According to 2021 data from De Beers, China is the largest market for polished diamonds outside of the US, accounting for 11 per cent of the market.
Polished diamond inventories continued to build in the fourth quarter of 2022 as retailers restocked, and this led to a downward pressure on wholesale polished diamond prices, said De Beers in a February production report.
Over in India, diamond manufacturers in Surat – the world’s largest diamond polishing centre located near Mumbai – are currently working at 60-70 per cent capacity and only four to five days each week, said Vipul Shah, chairman of India’s Gem & Jewellery Export Promotion Council.
As tensions between the US and China have grown, India’s diamond exports have fallen and some 20,000 diamond cutters in Surat were laid off in January due to lack of work, said the Indian Diamond Workers Union.
The global diamond market can be compared to a pipeline.
Paul Zimnisky, the head of Diamond Analytics, an independent consultant, estimates that sales of rough natural diamonds at the beginning of the pipeline totalled US$16.6 billion in 2022, with sales of polished gems coming in at US$29.3 billion. At the end of the pipeline, global diamond jewellery turnover was US$88.7 billion last year with the US accounting for about half that amount.

SUPPLIED MATERIAL ▸
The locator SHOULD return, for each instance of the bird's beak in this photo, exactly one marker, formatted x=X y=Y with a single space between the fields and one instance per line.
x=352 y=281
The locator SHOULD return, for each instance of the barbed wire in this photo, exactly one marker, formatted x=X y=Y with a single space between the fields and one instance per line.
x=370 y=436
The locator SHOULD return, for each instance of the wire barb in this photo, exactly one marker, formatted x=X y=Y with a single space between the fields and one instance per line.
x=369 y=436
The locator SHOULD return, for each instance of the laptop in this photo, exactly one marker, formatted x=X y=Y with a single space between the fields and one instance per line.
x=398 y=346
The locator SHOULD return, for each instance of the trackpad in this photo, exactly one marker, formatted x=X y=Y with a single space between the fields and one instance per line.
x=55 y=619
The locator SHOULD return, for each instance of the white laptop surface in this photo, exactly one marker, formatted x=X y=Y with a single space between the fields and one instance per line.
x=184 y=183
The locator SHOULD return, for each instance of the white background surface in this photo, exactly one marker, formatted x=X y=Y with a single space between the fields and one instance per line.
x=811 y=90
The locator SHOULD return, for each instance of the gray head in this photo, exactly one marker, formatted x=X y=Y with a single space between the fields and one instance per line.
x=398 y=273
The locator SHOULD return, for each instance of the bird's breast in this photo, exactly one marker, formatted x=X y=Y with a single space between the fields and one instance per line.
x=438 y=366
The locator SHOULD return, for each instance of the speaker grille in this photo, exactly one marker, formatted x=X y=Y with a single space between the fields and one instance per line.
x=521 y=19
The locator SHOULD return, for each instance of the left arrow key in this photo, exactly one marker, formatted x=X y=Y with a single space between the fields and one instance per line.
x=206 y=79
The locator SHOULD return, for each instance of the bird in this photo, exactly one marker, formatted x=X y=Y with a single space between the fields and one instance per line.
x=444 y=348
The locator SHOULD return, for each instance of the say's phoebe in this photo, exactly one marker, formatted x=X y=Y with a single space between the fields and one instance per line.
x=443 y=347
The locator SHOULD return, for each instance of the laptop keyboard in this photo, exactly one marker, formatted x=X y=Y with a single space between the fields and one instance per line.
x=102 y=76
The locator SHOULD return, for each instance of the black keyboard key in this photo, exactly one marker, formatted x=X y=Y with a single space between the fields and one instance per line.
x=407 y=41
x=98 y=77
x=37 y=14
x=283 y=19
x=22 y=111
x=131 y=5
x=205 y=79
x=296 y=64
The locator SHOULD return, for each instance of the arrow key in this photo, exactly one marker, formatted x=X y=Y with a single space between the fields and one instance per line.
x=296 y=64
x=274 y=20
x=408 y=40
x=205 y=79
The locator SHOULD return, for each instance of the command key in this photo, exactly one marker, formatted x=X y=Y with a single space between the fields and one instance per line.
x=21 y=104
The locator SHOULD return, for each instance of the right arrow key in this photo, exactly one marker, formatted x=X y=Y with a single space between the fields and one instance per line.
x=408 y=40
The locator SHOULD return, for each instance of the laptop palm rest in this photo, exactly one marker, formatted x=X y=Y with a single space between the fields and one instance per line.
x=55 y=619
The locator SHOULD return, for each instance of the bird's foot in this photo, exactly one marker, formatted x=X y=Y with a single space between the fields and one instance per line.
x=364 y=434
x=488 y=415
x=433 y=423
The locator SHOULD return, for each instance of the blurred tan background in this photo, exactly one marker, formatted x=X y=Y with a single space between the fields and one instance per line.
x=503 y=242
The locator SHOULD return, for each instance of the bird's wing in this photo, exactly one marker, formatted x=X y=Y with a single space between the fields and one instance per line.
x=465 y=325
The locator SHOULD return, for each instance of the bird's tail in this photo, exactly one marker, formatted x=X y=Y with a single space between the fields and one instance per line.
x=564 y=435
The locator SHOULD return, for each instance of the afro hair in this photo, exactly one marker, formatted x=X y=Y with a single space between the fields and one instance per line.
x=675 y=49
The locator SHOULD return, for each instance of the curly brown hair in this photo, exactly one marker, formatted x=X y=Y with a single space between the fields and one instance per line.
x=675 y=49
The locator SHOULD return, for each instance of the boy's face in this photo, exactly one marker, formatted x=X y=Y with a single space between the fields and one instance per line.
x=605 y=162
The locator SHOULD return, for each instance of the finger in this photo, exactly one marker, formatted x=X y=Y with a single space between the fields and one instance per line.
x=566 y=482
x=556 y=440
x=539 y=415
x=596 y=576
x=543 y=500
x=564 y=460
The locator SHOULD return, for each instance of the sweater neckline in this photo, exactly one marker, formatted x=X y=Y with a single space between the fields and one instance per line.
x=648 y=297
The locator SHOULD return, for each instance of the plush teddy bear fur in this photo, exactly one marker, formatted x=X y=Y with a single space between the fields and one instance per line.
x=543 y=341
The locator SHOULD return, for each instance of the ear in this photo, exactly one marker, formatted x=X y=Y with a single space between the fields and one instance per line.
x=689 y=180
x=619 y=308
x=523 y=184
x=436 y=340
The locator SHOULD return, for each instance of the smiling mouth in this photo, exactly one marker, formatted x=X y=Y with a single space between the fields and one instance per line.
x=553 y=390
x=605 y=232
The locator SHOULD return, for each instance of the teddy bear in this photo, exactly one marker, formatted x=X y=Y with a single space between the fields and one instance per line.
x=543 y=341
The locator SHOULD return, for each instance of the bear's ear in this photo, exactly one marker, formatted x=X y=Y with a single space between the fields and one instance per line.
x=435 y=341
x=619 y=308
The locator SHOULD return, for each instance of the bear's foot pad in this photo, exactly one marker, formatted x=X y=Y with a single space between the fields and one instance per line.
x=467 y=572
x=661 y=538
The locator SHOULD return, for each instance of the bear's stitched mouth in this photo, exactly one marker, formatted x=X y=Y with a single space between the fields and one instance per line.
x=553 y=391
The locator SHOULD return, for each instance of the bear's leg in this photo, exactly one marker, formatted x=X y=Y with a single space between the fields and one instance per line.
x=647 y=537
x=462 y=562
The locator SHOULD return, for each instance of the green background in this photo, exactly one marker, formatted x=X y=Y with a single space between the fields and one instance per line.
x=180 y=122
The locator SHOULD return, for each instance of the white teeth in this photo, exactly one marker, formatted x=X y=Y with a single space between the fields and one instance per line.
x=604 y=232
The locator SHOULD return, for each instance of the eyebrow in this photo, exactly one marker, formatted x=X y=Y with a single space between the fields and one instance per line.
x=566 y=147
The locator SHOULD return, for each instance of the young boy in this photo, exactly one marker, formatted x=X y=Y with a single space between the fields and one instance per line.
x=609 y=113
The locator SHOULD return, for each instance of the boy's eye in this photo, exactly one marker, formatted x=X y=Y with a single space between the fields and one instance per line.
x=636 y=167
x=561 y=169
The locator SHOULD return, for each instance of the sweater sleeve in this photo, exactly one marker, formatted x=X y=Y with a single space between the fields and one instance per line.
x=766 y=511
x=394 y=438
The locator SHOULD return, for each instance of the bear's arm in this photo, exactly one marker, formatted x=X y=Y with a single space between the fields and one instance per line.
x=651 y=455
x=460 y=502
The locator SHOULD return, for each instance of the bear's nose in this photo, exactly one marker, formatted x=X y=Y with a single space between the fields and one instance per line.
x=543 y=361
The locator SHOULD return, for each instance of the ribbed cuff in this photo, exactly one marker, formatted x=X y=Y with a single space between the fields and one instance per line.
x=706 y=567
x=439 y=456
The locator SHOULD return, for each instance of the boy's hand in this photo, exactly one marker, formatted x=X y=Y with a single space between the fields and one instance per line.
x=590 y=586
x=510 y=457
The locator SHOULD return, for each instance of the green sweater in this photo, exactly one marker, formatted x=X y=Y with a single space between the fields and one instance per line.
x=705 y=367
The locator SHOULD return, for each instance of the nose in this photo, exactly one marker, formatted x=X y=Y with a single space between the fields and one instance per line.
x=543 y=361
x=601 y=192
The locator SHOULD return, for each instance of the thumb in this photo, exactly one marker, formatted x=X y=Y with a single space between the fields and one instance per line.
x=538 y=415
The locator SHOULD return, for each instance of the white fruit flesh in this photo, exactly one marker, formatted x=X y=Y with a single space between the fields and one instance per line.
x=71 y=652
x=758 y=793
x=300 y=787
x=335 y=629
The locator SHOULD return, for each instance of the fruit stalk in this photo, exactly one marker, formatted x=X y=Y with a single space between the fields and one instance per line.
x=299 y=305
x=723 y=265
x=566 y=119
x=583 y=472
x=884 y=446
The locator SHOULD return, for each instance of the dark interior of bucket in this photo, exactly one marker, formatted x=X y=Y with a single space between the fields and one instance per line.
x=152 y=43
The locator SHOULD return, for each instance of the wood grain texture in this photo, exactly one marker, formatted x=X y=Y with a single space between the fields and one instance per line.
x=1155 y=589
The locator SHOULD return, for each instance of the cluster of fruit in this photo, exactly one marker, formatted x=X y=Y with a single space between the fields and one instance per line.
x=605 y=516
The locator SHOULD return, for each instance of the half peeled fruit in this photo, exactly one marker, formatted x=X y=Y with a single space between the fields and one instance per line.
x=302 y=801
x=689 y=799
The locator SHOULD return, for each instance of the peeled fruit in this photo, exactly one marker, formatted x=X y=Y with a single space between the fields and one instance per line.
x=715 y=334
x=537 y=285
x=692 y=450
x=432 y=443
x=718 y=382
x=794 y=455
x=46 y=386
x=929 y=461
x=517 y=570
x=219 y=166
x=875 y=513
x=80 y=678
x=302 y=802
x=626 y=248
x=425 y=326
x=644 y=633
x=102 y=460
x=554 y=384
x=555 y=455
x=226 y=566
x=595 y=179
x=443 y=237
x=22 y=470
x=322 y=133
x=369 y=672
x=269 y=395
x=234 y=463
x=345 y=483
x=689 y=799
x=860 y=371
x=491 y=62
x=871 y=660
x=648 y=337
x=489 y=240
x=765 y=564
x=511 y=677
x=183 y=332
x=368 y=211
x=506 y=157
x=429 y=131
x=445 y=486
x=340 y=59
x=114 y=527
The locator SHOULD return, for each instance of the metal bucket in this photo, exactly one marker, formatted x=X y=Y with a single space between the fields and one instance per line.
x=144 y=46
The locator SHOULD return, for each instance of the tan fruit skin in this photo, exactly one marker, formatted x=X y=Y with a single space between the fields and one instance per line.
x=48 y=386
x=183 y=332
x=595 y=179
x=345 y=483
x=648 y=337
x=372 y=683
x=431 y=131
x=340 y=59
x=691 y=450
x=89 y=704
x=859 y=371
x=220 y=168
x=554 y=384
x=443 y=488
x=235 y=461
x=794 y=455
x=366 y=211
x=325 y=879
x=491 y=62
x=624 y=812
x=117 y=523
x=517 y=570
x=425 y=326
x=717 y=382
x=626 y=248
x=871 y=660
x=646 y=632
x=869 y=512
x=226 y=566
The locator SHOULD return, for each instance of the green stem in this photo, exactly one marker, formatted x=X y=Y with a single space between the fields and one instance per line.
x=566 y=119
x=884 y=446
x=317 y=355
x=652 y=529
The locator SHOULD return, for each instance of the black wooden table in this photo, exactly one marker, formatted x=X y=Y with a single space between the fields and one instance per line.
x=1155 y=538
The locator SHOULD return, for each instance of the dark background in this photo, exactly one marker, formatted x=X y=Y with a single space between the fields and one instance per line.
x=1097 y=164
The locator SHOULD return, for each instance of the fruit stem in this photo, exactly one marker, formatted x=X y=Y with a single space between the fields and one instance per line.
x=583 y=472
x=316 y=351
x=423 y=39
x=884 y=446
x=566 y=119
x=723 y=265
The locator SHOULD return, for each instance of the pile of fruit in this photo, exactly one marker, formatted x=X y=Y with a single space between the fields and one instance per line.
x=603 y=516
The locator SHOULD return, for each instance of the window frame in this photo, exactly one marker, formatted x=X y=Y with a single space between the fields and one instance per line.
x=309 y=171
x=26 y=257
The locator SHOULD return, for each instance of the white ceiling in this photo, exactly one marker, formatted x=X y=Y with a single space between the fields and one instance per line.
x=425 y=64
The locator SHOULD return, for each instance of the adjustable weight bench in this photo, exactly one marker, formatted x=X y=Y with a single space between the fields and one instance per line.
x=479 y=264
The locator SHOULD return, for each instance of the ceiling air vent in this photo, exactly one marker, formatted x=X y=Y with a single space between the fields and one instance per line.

DESCRIPTION OF THE TASK ▸
Summarize the diamond market text in two sentences. The entries have nothing to do with the diamond market text.

EXERCISE RESULT ▸
China is the largest market for polished diamonds outside the US, while in India the Surat polishing center is running at 60–70 percent capacity and some 20,000 cutters were laid off in January as diamond exports fell. Likening the market to a pipeline, Paul Zimnisky estimates 2022 sales at US$16.6 billion for rough natural diamonds and US$29.3 billion for polished gems, with global diamond jewelry turnover of US$88.7 billion, about half of it in the US.